# Testo fornito:

La macchina la guidava papà, l’unico in possesso della patente. Era una “Moskvich 408”, un’auto russa, orgoglio famigliare, la più grande in tutto vicinato. Gli altri, all’epoca, possedevano una Fiat “Cinquecento”, almeno due volte più piccola della nostra.

Papà non era un autista appassionato. La macchina la portava in giro, ogni tanto, “perché non si scaricasse la batteria”, diceva. Nel garage la copriva “per non farle prendere freddo”, scherzavamo in famiglia.

Prima di partire mi dettò i compiti: dovevo occuparmi delle gomme, controllare se erano abbastanza gonfie, tenere i vetri puliti, e fare attenzione alla segnaletica stradale. Quest’ultimo incarico mi lasciò un po’ perplessa. Non avevo la patente, non guidavo, non conoscevo il significato dei segnali stradali. Ma se lo diceva papà!

# Da fare:
Continua il racconto sulla Moskvich di famiglia, riprendendo subito dopo l'ultima frase.

# Dati forniti:
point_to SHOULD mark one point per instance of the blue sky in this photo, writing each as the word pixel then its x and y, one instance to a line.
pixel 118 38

# Soluzione esercizio:
Il viaggio

Dalla Bosnia Erzegovina a Istanbul ci sono circa 1.200 chilometri. La strada passa per la Serbia, attraversa la Bulgaria ed entra in Turchia dalla città di Edirne. Oggi, un autista esperto la può fare, volendo, anche in un’unica tappa. Noi ci impiegammo due giorni e mezzo.

Lasciammo Sarajevo alle quattro del mattino. “Ci è andata bene”, dichiarò papà verso le nove, quando eravamo già vicino a Belgrado percorrendo strade quasi vuote.

Da Sarajevo ci sono due vie principali verso la Serbia. Una che attraversa la Bosnia orientale e va verso il fiume Drina, e l’altra che va in direzione nord, verso il fiume Sava. Noi andavamo verso nord, in direzione di Belgrado. Nella città di Orasje, attraversammo il ponte sul fiume Sava e poi prendemmo l’autostrada detta “Bratstvo i Jedinstvo” (della Fratellanza e Unità) (B&J).

All’epoca l’autostrada B&J era l’unica via moderna della Jugoslavia, anche se aveva solo due corsie, una per ogni direzione. Fu costruita tra gli anni Cinquanta e Sessanta e collegava la Jugoslavia da nord a sud, dal confine con l’Austria al confine con la Grecia.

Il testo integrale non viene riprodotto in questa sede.